• _PROVIDED TEXT_:
## Start

The sacking of Ian Stewart was the third time the snake had entered the Rolling Stones’ little Garden of Eden, but this parting was tougher than Gomelsky’s and Johns’. Stu was the first Stone to join Brian’s cause, and his departure would leave enduring damage. Oldham’s demand that he be booted out was issued just a few days after the recording of Come On, and had the force of cold, hard logic: Oldham knew he was selling sex, and Stu’s 1950s hairstyle and Fred Flintstone chin could never fit the bill. He also insisted that from now on, the band use the name the Rolling Stones.
Friends remember different versions of Stu’s sacking. Glyn Johns says it was done in his earshot, at Decca studios, and delivered brutally; ‘I went in and told Andrew what an arsehole he was’. James Phelge, meanwhile, recalls Oldham instructing the band to inform Stu, a task which Keith and Brian put off for a few days – so it’s likely they never did the deed and simply left it to Oldham to deliver the news.

## End

• _RAW RECORDS_:
## Start

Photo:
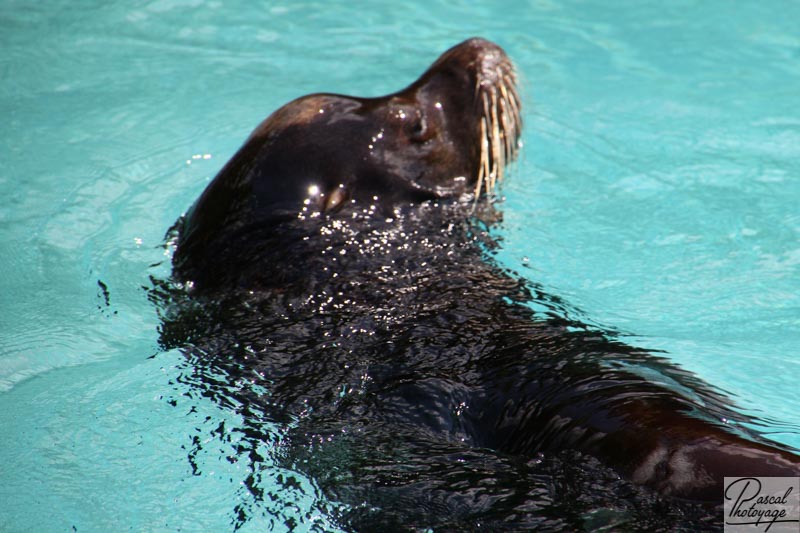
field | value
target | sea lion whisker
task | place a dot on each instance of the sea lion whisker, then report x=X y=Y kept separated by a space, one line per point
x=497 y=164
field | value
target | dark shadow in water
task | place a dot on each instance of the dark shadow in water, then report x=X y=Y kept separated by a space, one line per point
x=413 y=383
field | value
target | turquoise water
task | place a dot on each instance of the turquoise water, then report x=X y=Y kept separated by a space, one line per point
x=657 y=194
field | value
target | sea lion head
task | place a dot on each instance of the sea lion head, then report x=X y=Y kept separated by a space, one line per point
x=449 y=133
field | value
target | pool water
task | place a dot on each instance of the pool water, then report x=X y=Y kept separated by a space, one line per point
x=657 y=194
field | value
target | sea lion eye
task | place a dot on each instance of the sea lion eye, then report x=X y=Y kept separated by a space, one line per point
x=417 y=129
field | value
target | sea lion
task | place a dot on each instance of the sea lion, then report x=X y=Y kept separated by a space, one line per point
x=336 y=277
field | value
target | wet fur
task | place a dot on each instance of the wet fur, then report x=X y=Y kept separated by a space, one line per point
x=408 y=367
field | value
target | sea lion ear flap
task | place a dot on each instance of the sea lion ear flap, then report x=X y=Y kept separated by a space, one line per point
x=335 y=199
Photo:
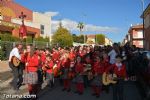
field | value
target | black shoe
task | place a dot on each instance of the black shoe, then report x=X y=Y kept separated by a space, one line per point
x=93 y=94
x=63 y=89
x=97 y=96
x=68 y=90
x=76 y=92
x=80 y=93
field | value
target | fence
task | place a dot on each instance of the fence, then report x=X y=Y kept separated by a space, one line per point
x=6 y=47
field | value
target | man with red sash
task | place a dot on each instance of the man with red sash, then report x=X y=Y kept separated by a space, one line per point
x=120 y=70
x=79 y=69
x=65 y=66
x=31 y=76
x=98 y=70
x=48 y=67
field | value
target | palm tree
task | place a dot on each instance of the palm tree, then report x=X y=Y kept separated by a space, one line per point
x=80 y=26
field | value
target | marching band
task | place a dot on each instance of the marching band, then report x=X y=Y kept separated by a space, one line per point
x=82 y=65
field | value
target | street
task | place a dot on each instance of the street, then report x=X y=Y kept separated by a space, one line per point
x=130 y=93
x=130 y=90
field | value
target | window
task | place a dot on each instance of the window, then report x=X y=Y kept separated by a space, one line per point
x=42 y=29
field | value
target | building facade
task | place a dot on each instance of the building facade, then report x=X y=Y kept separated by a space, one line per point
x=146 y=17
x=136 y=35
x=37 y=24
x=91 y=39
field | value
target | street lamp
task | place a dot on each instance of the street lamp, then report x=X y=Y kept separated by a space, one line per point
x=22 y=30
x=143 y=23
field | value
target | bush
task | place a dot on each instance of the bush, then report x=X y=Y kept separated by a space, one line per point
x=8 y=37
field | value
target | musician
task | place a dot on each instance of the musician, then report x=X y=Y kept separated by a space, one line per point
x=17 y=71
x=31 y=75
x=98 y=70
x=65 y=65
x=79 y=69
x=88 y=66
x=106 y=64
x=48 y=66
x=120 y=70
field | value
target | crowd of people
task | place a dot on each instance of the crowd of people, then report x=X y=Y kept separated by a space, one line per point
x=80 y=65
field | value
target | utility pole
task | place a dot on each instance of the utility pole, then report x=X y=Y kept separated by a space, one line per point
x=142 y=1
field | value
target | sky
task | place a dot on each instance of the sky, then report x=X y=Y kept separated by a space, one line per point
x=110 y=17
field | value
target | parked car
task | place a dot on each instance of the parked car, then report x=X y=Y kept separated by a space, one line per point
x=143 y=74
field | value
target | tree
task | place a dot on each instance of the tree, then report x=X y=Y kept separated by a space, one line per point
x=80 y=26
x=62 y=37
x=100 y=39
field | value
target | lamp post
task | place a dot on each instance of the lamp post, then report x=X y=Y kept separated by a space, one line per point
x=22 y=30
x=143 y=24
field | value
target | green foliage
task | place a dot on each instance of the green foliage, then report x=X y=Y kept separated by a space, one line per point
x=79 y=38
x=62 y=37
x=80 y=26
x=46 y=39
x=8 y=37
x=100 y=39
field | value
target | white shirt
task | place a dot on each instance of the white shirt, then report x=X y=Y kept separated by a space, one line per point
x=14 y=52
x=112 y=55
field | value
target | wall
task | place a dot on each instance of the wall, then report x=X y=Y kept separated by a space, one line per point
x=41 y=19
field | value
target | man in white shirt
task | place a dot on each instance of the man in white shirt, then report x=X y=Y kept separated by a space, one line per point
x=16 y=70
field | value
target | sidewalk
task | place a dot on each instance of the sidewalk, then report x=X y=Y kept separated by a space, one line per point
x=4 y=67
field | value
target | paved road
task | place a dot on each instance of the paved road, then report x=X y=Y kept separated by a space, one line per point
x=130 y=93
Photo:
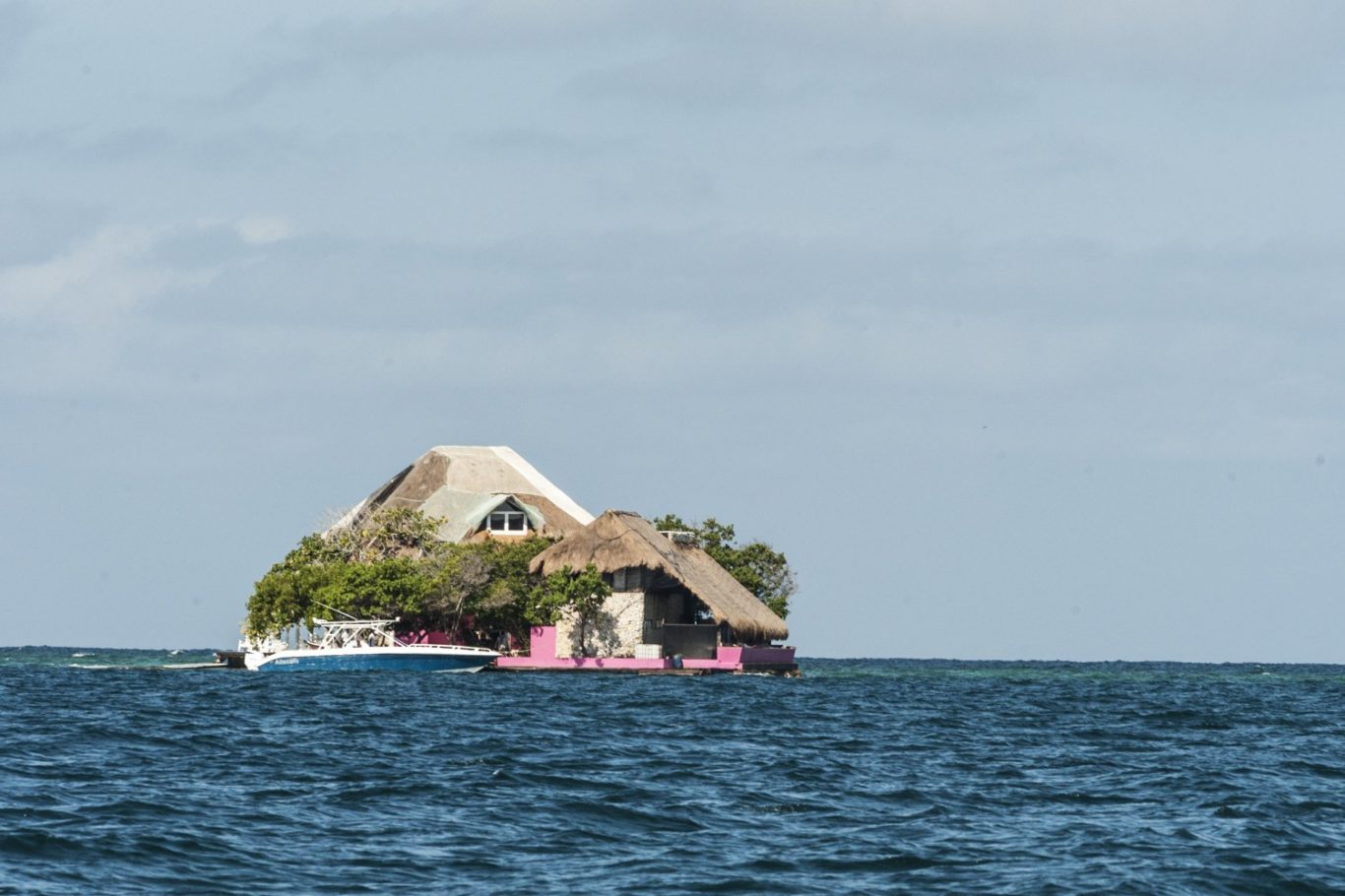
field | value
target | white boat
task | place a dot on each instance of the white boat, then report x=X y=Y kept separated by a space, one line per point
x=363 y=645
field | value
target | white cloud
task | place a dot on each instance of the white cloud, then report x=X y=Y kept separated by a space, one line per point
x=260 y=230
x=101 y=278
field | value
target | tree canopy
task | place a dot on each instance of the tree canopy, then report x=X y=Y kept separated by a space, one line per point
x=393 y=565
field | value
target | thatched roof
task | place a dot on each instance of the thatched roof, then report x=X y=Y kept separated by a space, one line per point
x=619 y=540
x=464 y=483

## End

• _BRIEF A_:
In the account of Ian Stewart's sacking, what name did Oldham insist the band use from then on?
• _BRIEF B_:
Continue the account of Ian Stewart's sacking, starting right after its final sentence.

• _RIGHT ANSWER A_:
The Rolling Stones.

• _RIGHT ANSWER B_:
Stu’s reaction was complex. On one level ‘he wasn’t bothered at all’, says Johns. Stu showed little ego or vanity. But another close friend, Keith Altham, says that in quiet moments ‘it was obvious that he was deeply hurt’. Yet the resentment that festered was not directed at Oldham; it was Brian’s attempts to soothe the humiliation that provoked the enmity. ‘Don’t worry, Stu,’ he’d told the pianist, ‘we’ll see you all right. You’ll have a sixth of everything.’ Brian was known for making promises he couldn’t keep. This was one of his most ill judged. His attempt to placate Stu came from the band’s continuing need for him to help out on piano; in addition, they offered him the job of road manager. Stu’s dry humour would sustain the Stones for decades, as he opened dressing-room doors the world over and alerted the band with phrases like ‘you’re on stage now, my little three-chord wonders’. Yet the humour never really extended to Brian. From that point on, Stu essentially hated him.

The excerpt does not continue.